* Your task *
In the marathon report, substitute "fall" for "autumn" and write out the passage starting with "Speaking to The" and going on through "return is set.".

* Reading text *
================

Sabastian Sawe ran 1:59:30 at the 2026 London Marathon on Sunday, breaking the world record by 65 seconds and becoming the first athlete to officially run under two hours over 26.2 miles. A day later, the 31-year-old Kenyan said he believes he can go faster still, perhaps as quick as 1:58.

Speaking to The Guardian’s Sean Ingle on Monday, Sawe confirmed plans to race again in the autumn, with Berlin in September the most likely destination. The German course is flatter than London and has produced more recent fast marks than any other major. Sawe has not finalised the venue, but the autumn return is set.

Asked whether 1:58, a target floated by his coach, Claudio Berardelli, was realistic, Sawe was unequivocal. “It’s only a matter of time,” he told The Guardian. “If you have good starting preparation for any race, then to achieve anything is possible.”

Sawe Eyes 1:58 After Cracking Two-Hour Marathon Barrier 1
Photo: Jason Ludlow for London Marathon Events

The race itself was tighter than the world record number suggests. Sawe spent most of the morning in lockstep with Ethiopia’s Yomif Kejelcha, and said he was so focused on the duel that he never looked at the clock. He told The Guardian he only realised what he was on track for in the closing stretch, when the time came into view and he pushed through the line.

Kejelcha, in Sawe’s telling, made the difference. He credited the Ethiopian for forcing the pace and said both runners were operating at their absolute limit when they crossed the line under two hours.

================

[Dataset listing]
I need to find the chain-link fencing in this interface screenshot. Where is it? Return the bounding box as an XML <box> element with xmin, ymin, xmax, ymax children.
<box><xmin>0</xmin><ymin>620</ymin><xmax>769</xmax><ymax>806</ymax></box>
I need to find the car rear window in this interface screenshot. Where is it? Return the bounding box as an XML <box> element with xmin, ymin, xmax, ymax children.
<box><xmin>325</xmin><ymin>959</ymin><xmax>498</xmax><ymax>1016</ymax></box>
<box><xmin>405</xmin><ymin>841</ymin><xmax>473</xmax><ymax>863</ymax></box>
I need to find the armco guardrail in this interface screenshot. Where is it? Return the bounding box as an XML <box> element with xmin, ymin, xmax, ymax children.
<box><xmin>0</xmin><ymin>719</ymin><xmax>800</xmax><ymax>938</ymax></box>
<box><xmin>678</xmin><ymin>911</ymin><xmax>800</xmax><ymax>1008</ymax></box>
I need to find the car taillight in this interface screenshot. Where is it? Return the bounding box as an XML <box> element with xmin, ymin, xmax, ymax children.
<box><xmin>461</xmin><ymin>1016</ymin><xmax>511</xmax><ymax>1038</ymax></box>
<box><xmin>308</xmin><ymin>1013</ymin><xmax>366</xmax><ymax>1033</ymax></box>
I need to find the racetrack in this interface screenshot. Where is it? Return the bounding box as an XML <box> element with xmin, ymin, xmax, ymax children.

================

* Answer for this exercise *
Speaking to The Guardian’s Sean Ingle on Monday, Sawe confirmed plans to race again in the fall, with Berlin in September the most likely destination. The German course is flatter than London and has produced more recent fast marks than any other major. Sawe has not finalised the venue, but the fall return is set.